▸ **Extract**:
▼▼▼

1. A method comprising:
receiving securely typed native code;
performing verification with respect to information flow for the securely typed native code based on a security policy.
2. The method defined in claim 1 wherein the securely typed native code comprises assembly code having annotations.
3. The method defined in claim 2 wherein the annotations comprise operations to mark a beginning and an ending of a region of the code in which two execution paths based on predetermined information are encountered.
4. The method defined in claim 2 further comprising:
removing the annotations from the code; and
running the code if performing verification determines the code does not violate the security policy.
5. The method defined in claim 1 wherein performing verification occurs on a device prior to the device running the code.
6. The method defined in claim 1 wherein performing verification comprises statically checking behavior of the code to determine whether the code does not violate the security policy.

▲▲▲

▸ **Data entries**:
▼▼▼

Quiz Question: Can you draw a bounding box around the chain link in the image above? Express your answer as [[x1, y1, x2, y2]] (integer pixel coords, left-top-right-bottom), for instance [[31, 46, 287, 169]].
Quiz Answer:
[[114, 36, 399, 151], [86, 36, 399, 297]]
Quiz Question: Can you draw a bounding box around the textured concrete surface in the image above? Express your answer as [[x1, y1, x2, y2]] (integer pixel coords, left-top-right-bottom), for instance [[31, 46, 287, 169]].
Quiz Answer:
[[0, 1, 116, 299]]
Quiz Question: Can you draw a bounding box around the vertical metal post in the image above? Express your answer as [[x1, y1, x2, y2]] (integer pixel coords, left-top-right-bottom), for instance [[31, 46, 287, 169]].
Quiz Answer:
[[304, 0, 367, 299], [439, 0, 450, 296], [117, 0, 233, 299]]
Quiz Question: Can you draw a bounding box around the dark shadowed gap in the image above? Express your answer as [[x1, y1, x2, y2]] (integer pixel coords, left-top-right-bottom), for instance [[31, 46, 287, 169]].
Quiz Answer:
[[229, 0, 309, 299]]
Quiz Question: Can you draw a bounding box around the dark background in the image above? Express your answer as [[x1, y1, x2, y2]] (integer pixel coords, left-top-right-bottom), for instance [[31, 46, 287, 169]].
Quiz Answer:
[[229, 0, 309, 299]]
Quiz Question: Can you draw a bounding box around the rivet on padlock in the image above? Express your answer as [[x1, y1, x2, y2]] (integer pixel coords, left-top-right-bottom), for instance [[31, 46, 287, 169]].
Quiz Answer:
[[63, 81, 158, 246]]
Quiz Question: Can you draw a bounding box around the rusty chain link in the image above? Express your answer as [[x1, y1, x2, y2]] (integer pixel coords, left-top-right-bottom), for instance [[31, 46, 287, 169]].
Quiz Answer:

▲▲▲

▸ **Goal of the exercise**:
From the patent claims on verifying securely typed native code, reproduce verbatim the passage that opens with the words containing "4. The method" and closes with "whether the code does not violate the security policy.".

▸ **Worked answer**:
4. The method defined in claim 2 further comprising:
removing the annotations from the code; and
running the code if performing verification determines the code does not violate the security policy.
5. The method defined in claim 1 wherein performing verification occurs on a device prior to the device running the code.
6. The method defined in claim 1 wherein performing verification comprises statically checking behavior of the code to determine whether the code does not violate the security policy.